Wenn ich jetzt statt des einfachen "Hallo Welt"-Textes z.B. das Euro-Zeichen einbaue, dann bekomme ich komische Sonder-Zeichen in der Grafik und alle Umlaute funktinieren plötzlich nicht mehr. Woran liegt das? Wie kann man den Zeichensatz beeinflussen? Kann man und wenn ja wie zB. einen spanischen Zeichensatz  einbauen?

Viele Grüße
Fats


----------



## Gast (21. Mrz 2007)

Ich denke der Zeichensatz ist durch die in arial.ttf definierten Zeichen beschränkt. Wenn dieser Zeichensatz also kein Euro-Zeichen vorsieht, hast du keine Chance...


----------



## Fats (21. Mrz 2007)

Hmm .... Wenn es jetzt eine abgefahrene SpaßSchriftart wäre, aber grade Arial kann doch in aller Regel das Euro Zeichen darstellen - zumindest im OpenOffice. Und der Zeichensatz, den ich für die Schrift verwende, stammt aus dem Windows Font Dir. Das sollte dann doch genau der gleiche sein, oder?  ???:L


----------



## Lulumann6 (31. Mrz 2007)

soweit ich weis kommt es auf den Compiler an.  bei Javac geht es aber z.B. bei Jikes geht es nicht. keine Ahnung warum.


----------



## Spacerat (3. Apr 2007)

Hi,

Aufgrund der Tatsache, das Java mit Unicodes (char) arbeitet und es sich bei dem gewünschten Zeichen um ein Sonderzeichen handelt bekommt man dieses nur mit dessen Zeichencode ('\u20ac'). Allerdings muss man vorher sicherstellen, daß dieser auch im gewählten Zeichensatz an der korrekten Stelle ist. Ggf. kann man die Zeichencodes solcher Sonderzeichen (unter Windows) aus der Zeichentabelle bekommen.

cu Spacerat


----------

Auszüge aus Datensätzen
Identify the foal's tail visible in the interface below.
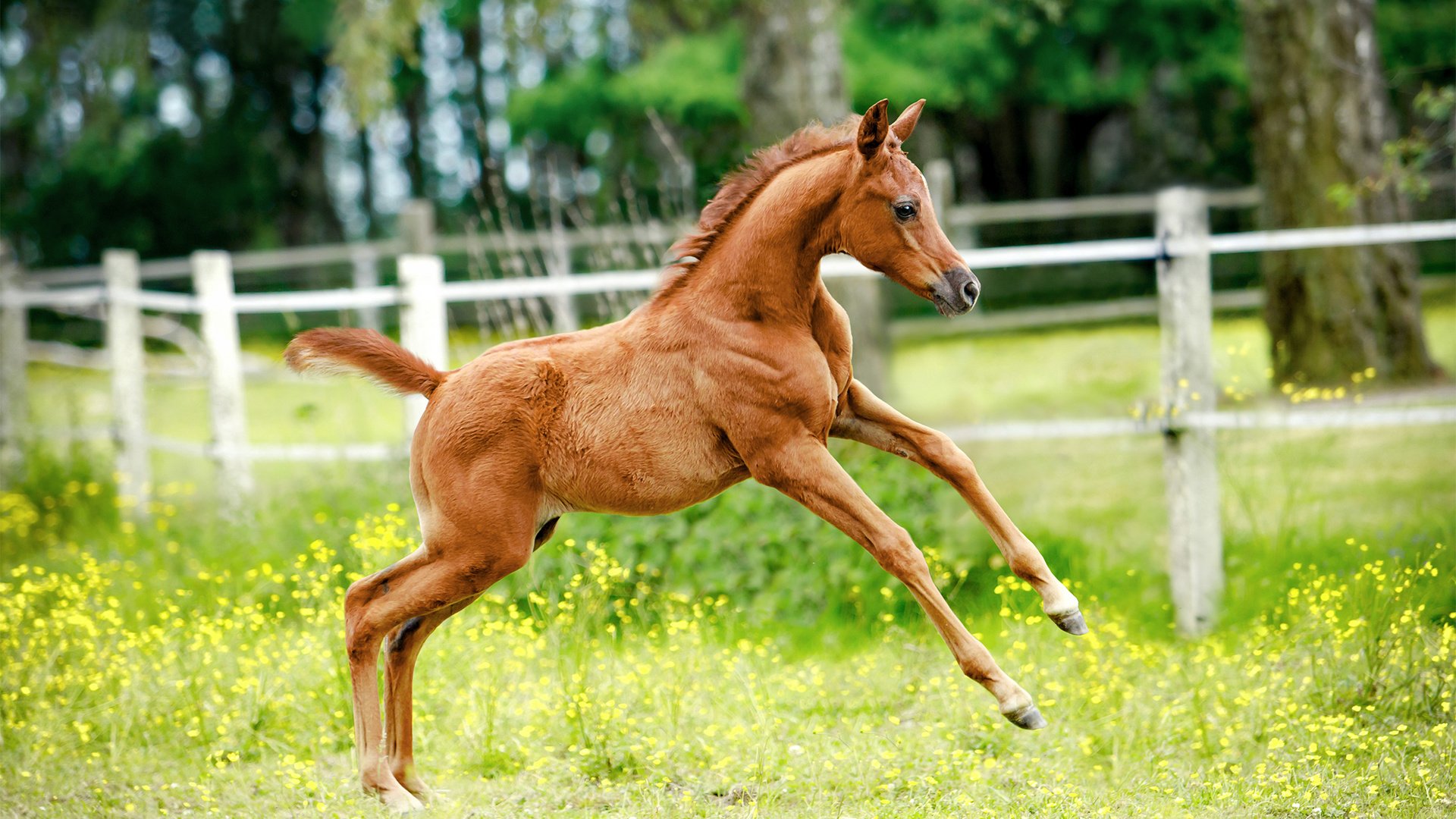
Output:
[282,326,446,398]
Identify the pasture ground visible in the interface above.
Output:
[0,300,1456,817]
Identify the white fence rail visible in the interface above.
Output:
[0,188,1456,632]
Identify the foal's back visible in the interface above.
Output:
[412,303,748,520]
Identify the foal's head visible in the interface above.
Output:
[839,99,981,316]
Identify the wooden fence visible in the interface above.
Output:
[0,188,1456,634]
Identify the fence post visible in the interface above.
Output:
[0,239,30,487]
[1157,188,1223,635]
[399,253,450,441]
[351,245,383,331]
[192,251,253,512]
[546,174,581,332]
[100,249,152,516]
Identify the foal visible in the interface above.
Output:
[285,99,1086,809]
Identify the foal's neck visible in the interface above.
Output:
[686,149,852,324]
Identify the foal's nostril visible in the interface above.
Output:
[961,274,981,307]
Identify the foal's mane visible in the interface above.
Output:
[665,114,861,283]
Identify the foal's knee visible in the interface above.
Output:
[872,525,930,580]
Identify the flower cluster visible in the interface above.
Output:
[0,484,1456,816]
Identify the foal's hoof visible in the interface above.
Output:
[378,789,425,813]
[1002,705,1046,732]
[1046,610,1087,635]
[364,781,425,813]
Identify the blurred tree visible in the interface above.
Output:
[742,0,850,146]
[1244,0,1439,383]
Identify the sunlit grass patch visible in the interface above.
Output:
[0,488,1456,816]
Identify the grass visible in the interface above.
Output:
[0,303,1456,816]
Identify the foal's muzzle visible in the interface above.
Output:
[930,267,981,316]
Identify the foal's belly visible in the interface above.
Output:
[541,406,748,514]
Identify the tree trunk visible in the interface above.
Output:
[1244,0,1440,383]
[742,0,885,395]
[396,28,429,199]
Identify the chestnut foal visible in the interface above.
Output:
[285,101,1086,809]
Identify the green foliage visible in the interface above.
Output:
[328,0,425,122]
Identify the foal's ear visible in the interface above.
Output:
[855,99,890,158]
[890,99,924,141]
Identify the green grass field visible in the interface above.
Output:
[0,302,1456,817]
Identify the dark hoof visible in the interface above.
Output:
[1002,705,1046,732]
[1046,612,1087,635]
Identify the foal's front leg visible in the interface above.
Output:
[830,381,1087,634]
[744,433,1046,729]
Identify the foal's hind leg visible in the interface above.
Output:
[384,595,481,800]
[384,510,556,800]
[344,509,532,810]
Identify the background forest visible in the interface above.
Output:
[0,0,1456,267]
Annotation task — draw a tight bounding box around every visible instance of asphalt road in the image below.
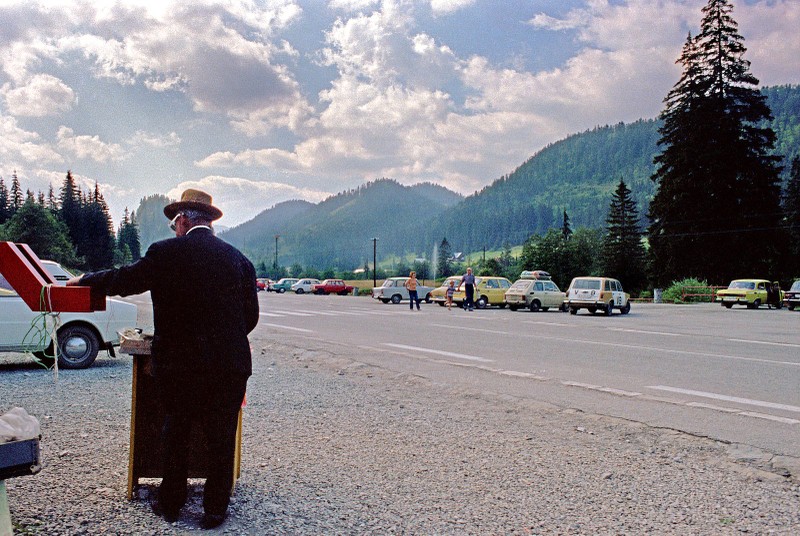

Zu erledigen
• a. Welchen Zeichencode gibt Spacerat im Textauszug für das Euro-Zeichen an?
• b. Gib die Datenzeilen von ihrem Anfang bis einschließlich der Zeile mit „[0,484,1456,816]“ wortgetreu wieder, aber ohne die Bilder.

Die Antworten
• a. '\u20ac'

• b.
Identify the foal's tail visible in the interface below.
Output:
[282,326,446,398]
Identify the pasture ground visible in the interface above.
Output:
[0,300,1456,817]
Identify the white fence rail visible in the interface above.
Output:
[0,188,1456,632]
Identify the foal's back visible in the interface above.
Output:
[412,303,748,520]
Identify the foal's head visible in the interface above.
Output:
[839,99,981,316]
Identify the wooden fence visible in the interface above.
Output:
[0,188,1456,634]
Identify the fence post visible in the interface above.
Output:
[0,239,30,487]
[1157,188,1223,635]
[399,253,450,441]
[351,245,383,331]
[192,251,253,512]
[546,174,581,332]
[100,249,152,516]
Identify the foal visible in the interface above.
Output:
[285,99,1086,809]
Identify the foal's neck visible in the interface above.
Output:
[686,149,852,324]
Identify the foal's nostril visible in the interface above.
Output:
[961,274,981,307]
Identify the foal's mane visible in the interface above.
Output:
[665,114,861,283]
Identify the foal's knee visible in the interface above.
Output:
[872,525,930,580]
Identify the flower cluster visible in the interface above.
Output:
[0,484,1456,816]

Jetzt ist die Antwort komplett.